Records provided =>
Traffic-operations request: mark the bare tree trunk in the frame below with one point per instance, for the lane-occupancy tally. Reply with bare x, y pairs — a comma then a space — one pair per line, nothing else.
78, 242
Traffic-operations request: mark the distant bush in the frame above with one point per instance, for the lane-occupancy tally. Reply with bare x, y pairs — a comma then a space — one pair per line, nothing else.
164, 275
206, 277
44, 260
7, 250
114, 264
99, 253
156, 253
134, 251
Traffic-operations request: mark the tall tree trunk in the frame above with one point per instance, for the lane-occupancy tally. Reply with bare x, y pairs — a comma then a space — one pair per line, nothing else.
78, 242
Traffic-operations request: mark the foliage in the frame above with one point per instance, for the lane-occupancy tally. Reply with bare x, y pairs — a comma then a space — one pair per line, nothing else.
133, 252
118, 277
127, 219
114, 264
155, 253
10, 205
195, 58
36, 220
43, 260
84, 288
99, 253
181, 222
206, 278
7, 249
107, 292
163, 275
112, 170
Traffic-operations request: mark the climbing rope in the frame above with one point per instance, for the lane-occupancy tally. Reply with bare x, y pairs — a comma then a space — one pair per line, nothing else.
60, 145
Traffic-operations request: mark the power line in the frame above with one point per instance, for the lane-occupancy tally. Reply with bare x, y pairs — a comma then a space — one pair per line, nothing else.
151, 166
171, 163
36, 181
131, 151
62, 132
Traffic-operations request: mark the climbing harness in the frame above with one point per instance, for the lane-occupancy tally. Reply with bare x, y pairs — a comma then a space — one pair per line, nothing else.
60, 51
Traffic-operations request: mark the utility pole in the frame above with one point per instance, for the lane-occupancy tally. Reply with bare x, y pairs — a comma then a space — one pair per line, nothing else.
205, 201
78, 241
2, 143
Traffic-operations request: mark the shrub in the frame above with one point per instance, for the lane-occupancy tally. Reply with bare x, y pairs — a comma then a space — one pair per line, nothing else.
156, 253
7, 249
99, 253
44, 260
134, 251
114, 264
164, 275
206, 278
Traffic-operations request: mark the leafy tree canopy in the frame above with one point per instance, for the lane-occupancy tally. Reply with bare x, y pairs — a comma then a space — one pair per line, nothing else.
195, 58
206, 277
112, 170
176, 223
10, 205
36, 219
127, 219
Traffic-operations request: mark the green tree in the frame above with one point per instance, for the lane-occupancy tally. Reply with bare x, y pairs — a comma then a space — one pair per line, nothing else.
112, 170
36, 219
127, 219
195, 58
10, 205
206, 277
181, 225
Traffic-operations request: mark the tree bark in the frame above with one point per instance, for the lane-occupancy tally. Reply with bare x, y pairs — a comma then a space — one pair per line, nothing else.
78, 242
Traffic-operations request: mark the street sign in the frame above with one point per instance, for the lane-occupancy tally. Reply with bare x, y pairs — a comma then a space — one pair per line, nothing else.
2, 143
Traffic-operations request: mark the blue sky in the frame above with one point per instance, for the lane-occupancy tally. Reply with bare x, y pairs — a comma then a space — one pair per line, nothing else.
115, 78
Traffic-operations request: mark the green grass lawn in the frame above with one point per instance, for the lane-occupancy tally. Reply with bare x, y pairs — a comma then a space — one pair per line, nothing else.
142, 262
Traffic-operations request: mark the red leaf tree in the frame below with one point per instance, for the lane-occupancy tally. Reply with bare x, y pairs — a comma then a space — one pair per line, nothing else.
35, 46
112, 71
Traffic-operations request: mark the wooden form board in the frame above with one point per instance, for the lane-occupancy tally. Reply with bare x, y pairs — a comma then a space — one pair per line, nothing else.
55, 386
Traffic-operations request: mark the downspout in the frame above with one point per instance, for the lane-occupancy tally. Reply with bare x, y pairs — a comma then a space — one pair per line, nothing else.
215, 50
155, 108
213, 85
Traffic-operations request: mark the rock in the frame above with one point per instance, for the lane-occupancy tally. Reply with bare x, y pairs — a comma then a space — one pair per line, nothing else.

Task to complete => Set out the complete listing exactly as shown.

Written reply =>
Traffic-operations request: mark the bare tree trunk in the frame below with one point per instance, for the lane-occupancy tally. Reply with bare x, y pairs — a comma then a space — one pair per line, nothing else.
78, 242
Traffic-operations request: mark the distant bush in the frame above with one point per instance, for the lane-occupancy tally. Reply with bare x, y pairs — a comma then a space — one pair per line, nothing else.
164, 275
206, 277
44, 260
7, 250
114, 264
99, 253
156, 253
134, 251
Traffic-operations request: mark the tall tree trunk in the frame above with one point per instance, for the lane-occupancy tally. Reply with bare x, y pairs — a comma then a space — one pair per line, nothing else.
78, 242
Traffic-operations request: mark the foliage in the frame above with one point per instance, for the lane-occupancy tally. Reply with bare x, y pairs — a comma then a space — one pair per line, nothing else.
133, 252
118, 277
127, 219
114, 264
155, 253
10, 205
195, 58
36, 220
43, 260
84, 288
99, 253
181, 222
206, 278
7, 249
107, 292
163, 275
112, 170
Traffic-operations request: mark the climbing rope in the frame above with one point per instance, for the lane-occupancy tally. Reply with bare x, y pairs — a comma then a space — one pair per line, nothing else.
60, 145
Traffic-operations request: mark the power line in the frame above with one point per instance, for the lane-occupancy tally. Reply with bare x, y pairs — a comma then a space — one pair per line, nothing else.
151, 166
171, 163
36, 181
131, 151
62, 132
Traffic-operations request: mark the climbing harness in the frame above with one point per instance, for the lane-occupancy tally. Reply with bare x, y pairs — a comma then a space — one pair per line, nothing else.
60, 51
Traffic-operations request: mark the utility pole in the frame above with one point per instance, for the lane-occupancy tally. Reply with bare x, y pairs — a comma then a space — one pair per line, nothing else.
205, 201
78, 241
2, 143
Traffic-operations request: mark the shrub in the frame above with one point per instance, for the lane-occupancy tally. Reply with bare x, y pairs — a comma then a space — one pair per line, nothing else.
156, 253
7, 249
99, 253
44, 260
134, 251
114, 264
164, 275
206, 278
Traffic-operations request: mark the leafy tree canopy in the frame above with one point per instance, for the lane-occupancy tally. Reply with bare x, y pairs — a comma then a space — one pair per line, nothing else.
195, 58
206, 277
112, 170
176, 223
10, 205
36, 219
127, 219
Traffic-operations request: mark the green tree in the frame above with one point per instance, for the lane-occupancy tally. Reply with bare x, y pairs — a comma then a space — one pair per line, nothing else.
112, 170
36, 219
127, 219
195, 58
10, 205
206, 277
181, 225
Traffic-operations request: mark the tree bark in the frame above with one point per instance, for the lane-occupancy tally. Reply with bare x, y pairs — a comma then a space — one pair per line, nothing else.
78, 242
Traffic-operations request: mark the street sign in the frame above with one point per instance, for the lane-occupancy tally. Reply with bare x, y pairs — a comma then a space — one pair per line, nothing else.
2, 143
Traffic-operations request: mark the blue sky in the frame above with one point per instance, for the lane-occupancy tally. Reply with bare x, y pairs — a comma then a space — one pair per line, nothing else.
115, 78
Traffic-operations request: mark the green grass lawn in the frame above with one point per instance, for the lane-occupancy tally. Reply with bare x, y pairs — a comma then a space — one pair per line, nothing else.
142, 262
Traffic-operations request: mark the red leaf tree in the frame below with one point per instance, for the lane-occupancy tally. Reply with bare x, y pairs — a comma then a space — one pair per line, nothing else.
35, 46
112, 71
Traffic-operations request: mark the wooden form board in the frame above with one point per instance, for the lane-occupancy tally. Reply with bare x, y pairs — a comma then a space — one pair per line, nothing else.
55, 386
Traffic-operations request: mark the downspout in the frame above with one point per instance, for the lane-occupancy tally. Reply with bare x, y pairs — a comma then a space — one pair per line, nothing else.
215, 50
155, 108
213, 85
Traffic-operations request: mark the rock in the frame above with one point per instance, for the lane-occupancy tally. Reply with bare x, y pairs — a comma then a space — one pair per line, nothing else.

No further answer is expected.